__AIM OF THE EXERCISE__. Extract exactly and only the lines of the data below, starting at the line with "In this exercise you will tag the green foliage" and stopping after the final line.

__EXTRACTED DATA__.
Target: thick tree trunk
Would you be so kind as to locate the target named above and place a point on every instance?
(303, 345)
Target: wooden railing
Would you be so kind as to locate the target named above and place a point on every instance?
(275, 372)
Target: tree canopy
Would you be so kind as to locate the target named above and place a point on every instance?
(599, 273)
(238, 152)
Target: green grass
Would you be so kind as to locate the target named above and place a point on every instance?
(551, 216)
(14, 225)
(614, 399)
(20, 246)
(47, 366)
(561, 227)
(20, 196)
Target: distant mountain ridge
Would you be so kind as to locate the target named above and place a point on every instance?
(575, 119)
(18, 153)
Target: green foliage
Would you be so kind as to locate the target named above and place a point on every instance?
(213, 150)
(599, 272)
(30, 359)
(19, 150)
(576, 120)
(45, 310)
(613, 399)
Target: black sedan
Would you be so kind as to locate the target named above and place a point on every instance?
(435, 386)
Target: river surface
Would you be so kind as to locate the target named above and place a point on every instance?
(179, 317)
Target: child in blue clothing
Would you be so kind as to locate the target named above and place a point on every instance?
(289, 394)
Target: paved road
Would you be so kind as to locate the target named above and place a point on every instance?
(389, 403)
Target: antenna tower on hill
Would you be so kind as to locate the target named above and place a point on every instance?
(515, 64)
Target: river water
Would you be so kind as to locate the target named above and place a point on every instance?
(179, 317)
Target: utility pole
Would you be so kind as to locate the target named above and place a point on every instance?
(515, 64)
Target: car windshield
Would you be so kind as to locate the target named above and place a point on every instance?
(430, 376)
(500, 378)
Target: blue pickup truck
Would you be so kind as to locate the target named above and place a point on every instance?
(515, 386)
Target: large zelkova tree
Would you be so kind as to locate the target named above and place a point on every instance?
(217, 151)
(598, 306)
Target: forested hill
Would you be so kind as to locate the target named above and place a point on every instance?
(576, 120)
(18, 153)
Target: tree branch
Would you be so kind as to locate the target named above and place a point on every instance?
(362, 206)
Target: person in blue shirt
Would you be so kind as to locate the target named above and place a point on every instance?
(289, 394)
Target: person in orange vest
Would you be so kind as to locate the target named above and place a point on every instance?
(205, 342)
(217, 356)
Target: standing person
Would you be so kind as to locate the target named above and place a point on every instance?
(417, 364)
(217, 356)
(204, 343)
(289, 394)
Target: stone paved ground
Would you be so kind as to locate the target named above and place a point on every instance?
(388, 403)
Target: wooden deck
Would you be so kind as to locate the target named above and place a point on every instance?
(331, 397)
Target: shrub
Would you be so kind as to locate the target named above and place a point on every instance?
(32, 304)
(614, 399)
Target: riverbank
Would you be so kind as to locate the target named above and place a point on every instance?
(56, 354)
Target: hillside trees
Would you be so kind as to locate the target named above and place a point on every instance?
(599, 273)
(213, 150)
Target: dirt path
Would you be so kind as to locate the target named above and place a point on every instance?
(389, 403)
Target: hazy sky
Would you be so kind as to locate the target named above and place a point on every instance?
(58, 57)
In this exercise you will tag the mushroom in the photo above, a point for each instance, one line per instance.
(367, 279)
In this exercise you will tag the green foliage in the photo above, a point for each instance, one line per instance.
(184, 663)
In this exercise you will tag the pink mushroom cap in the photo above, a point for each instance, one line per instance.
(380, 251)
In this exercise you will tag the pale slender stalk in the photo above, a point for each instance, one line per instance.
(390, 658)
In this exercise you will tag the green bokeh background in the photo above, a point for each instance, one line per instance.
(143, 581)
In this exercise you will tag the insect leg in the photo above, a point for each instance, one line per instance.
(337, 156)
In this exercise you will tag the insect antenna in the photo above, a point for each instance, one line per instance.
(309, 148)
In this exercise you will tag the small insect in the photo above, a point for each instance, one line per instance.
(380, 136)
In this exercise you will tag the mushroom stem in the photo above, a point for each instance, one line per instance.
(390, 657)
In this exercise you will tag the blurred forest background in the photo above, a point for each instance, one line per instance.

__RESULT OF THIS EXERCISE__.
In this exercise you will tag the green foliage in the photo above, a point for each instance, one line per instance.
(184, 663)
In this exercise you will tag the pink mushroom cap in the photo above, a point for each instance, one line per instance.
(380, 251)
In this exercise you will tag the pale slender stalk in the photo above, a point for each instance, one line per instance.
(390, 658)
In this exercise you will tag the green bokeh background in the photo above, a point for each instance, one line per instance.
(143, 581)
In this exercise you will tag the insect leg in the photo above, a point for each instance, one line per instance.
(337, 156)
In this exercise you will tag the insect antenna in the photo above, a point for each instance, one line per instance.
(309, 148)
In this exercise you will tag the small insect in the photo above, a point for each instance, one line per instance.
(380, 136)
In this exercise you will tag the mushroom stem in the photo above, a point for each instance, one line per instance.
(390, 657)
In this exercise you will tag the blurred forest background in the photo above, a point for each instance, one line per instance.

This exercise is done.